Could you repeat the records below exactly as written?

___

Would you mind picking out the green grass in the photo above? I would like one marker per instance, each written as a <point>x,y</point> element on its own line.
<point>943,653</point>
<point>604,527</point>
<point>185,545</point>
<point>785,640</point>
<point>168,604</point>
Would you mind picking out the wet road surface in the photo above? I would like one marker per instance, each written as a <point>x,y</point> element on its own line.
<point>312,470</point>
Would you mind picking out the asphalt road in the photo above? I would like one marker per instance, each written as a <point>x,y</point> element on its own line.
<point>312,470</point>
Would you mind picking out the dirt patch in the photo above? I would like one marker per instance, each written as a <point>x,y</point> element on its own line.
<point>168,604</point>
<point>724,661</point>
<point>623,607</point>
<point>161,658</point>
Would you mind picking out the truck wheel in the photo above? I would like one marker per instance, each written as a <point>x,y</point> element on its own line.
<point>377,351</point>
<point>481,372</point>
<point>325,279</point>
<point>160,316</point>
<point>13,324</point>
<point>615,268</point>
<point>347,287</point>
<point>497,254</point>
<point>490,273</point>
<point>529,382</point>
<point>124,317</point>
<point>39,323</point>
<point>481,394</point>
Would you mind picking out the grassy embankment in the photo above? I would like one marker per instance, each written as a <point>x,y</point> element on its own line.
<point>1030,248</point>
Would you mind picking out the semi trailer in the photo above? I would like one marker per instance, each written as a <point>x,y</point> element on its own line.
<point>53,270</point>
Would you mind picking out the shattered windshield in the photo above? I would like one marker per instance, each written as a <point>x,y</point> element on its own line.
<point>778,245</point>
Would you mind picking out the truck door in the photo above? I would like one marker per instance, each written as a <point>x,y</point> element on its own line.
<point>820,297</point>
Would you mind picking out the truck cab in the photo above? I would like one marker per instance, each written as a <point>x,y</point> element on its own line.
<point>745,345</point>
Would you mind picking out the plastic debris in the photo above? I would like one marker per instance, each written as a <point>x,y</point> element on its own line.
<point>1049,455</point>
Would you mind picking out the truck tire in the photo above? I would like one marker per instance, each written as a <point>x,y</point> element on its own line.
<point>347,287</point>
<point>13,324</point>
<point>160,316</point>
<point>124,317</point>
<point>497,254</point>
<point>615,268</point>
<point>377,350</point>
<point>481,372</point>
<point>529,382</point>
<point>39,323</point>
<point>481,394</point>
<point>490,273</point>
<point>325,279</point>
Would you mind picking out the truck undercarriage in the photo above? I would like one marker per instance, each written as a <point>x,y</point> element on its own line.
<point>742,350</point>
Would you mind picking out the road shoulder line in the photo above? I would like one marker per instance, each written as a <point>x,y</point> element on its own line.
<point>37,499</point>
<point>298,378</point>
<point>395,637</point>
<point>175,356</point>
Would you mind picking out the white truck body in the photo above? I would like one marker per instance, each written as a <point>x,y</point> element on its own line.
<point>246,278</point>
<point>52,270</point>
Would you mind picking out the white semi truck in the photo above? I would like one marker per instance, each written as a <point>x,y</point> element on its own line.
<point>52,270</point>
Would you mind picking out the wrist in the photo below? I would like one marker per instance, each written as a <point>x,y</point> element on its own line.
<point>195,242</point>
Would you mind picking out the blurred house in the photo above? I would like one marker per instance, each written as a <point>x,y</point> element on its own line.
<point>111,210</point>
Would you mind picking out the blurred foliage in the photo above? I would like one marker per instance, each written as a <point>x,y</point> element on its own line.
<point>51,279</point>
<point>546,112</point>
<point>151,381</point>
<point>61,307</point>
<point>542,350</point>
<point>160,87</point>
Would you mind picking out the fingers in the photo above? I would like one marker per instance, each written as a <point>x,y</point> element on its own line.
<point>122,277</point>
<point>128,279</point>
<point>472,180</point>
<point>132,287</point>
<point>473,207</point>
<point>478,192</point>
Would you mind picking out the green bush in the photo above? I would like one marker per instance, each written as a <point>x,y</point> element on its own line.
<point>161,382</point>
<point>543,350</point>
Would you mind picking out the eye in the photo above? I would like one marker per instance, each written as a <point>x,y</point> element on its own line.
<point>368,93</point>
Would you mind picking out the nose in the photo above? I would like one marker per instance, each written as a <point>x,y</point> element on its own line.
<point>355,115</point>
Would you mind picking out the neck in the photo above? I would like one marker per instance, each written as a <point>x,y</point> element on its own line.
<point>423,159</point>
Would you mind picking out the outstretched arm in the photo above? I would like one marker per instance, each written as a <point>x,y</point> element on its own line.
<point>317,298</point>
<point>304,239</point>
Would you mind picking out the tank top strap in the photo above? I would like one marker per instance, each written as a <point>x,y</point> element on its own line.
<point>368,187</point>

___

Answer box:
Would you mind picking out the green grass in the photo above? I would like one marker per instance, each written as a <point>x,y</point> element on its own line.
<point>943,653</point>
<point>604,527</point>
<point>185,545</point>
<point>785,640</point>
<point>168,604</point>
Would you mind picking out the wet road surface in the photo above? I would like one marker per instance, each written as a <point>x,y</point> element on its own line.
<point>312,470</point>
Would you mind picking out the asphalt road in the photo above? I would like one marker per instance, each written as a <point>x,y</point> element on its own line.
<point>312,470</point>
Would you mind picking out the dirt patch in the photo above? I would like one marker per instance, each written as a <point>x,y</point> element on its own line.
<point>168,604</point>
<point>724,661</point>
<point>623,607</point>
<point>161,658</point>
Would you mind picking out the truck wheel in the photo above? I would like one marker per instance, each written as a <point>x,y</point> element on its own line.
<point>377,351</point>
<point>481,372</point>
<point>325,279</point>
<point>160,316</point>
<point>13,324</point>
<point>615,268</point>
<point>347,287</point>
<point>497,254</point>
<point>490,273</point>
<point>529,382</point>
<point>124,317</point>
<point>39,323</point>
<point>481,394</point>
Would you mind picking out the grassy embankment in the photo above? I would like one marker per instance, each written as a <point>x,y</point> element on its own line.
<point>1030,248</point>
Would you mind picking out the semi trailer in the photo above? I would like one marker per instance, each written as a <point>x,y</point> element on its own line.
<point>53,270</point>
Would you mind picking out the shattered windshield in the photo above? I would like one marker per instance, each written as a <point>x,y</point> element on its own line.
<point>778,245</point>
Would you mind picking out the truck door in the photo above? I would like one marker per instance, each written as a <point>x,y</point> element on its own line.
<point>820,297</point>
Would you mind picking out the truck cab in the photo above? I would like one marker per instance, each written as a <point>x,y</point> element on its own line.
<point>745,345</point>
Would you mind picking out the plastic debris in the photo above? I would like one marker per instance, each written as a <point>x,y</point> element on its own line.
<point>1049,455</point>
Would you mind picking out the truck tire in the photo above? I would like one marker per instance, each written as a <point>x,y</point> element on its own line.
<point>347,287</point>
<point>13,324</point>
<point>160,316</point>
<point>124,317</point>
<point>497,254</point>
<point>615,268</point>
<point>377,350</point>
<point>481,372</point>
<point>529,382</point>
<point>39,323</point>
<point>481,394</point>
<point>490,273</point>
<point>325,279</point>
Would you mind picking out the truck undercarriage in the photo above? I would like one marker per instance, each written as a <point>x,y</point> element on its own line.
<point>742,350</point>
Would you mind picking out the road shoulder line in the photo above? I would like one marker per instance, each written as a <point>x,y</point> element on its own line.
<point>37,499</point>
<point>298,378</point>
<point>395,637</point>
<point>175,356</point>
Would you mind picking out the white truck body in the photo above? I would like one marker per instance, each written as a <point>x,y</point> element on its own line.
<point>246,278</point>
<point>52,270</point>
Would you mind picking out the white semi truck in the photo above? I would like one marker per instance, each written as a <point>x,y</point> element on its own line.
<point>52,270</point>
Would you mind picking out the wrist in the photo below? I would like one marker per instance, each written as a <point>x,y</point> element on its own line.
<point>195,242</point>
Would you mind picking out the blurred house in the photo above? I would like one marker per instance, each written as a <point>x,y</point> element on its own line.
<point>111,210</point>
Would you mind picking out the blurred foliage in the photo above? I would like one marker per instance, each written as a <point>x,y</point> element on its own line.
<point>51,279</point>
<point>546,112</point>
<point>151,381</point>
<point>61,307</point>
<point>542,350</point>
<point>160,87</point>
Would you mind picking out the fingers in the photo above? I would like one marker per instance, each written as a <point>x,y</point> element on its own line.
<point>122,277</point>
<point>128,279</point>
<point>472,180</point>
<point>132,287</point>
<point>473,207</point>
<point>478,192</point>
Would you mind picking out the green bush in the photo above? I would like one marker per instance, each written as a <point>x,y</point> element on its own line.
<point>161,382</point>
<point>543,350</point>
Would you mind picking out the eye in the photo above? I would like one marker per instance, each written as a <point>x,y</point> element on its own line.
<point>368,93</point>
Would you mind picking out the nose in the photo above? I would like one marker per instance, each written as a <point>x,y</point> element on its own line.
<point>355,115</point>
Would you mind picking out the neck in the photo above? I would like one marker per instance, each written as a <point>x,y</point> element on its own line.
<point>423,159</point>
Would you mind picking out the outstretched arm in the photo above? I would like one marker per instance, each written as a <point>x,y</point> element on its own line.
<point>317,298</point>
<point>304,239</point>
Would you mind picking out the tank top strap in the photo above? I would like one marker per instance, each written as a <point>x,y</point> element on its own line.
<point>368,187</point>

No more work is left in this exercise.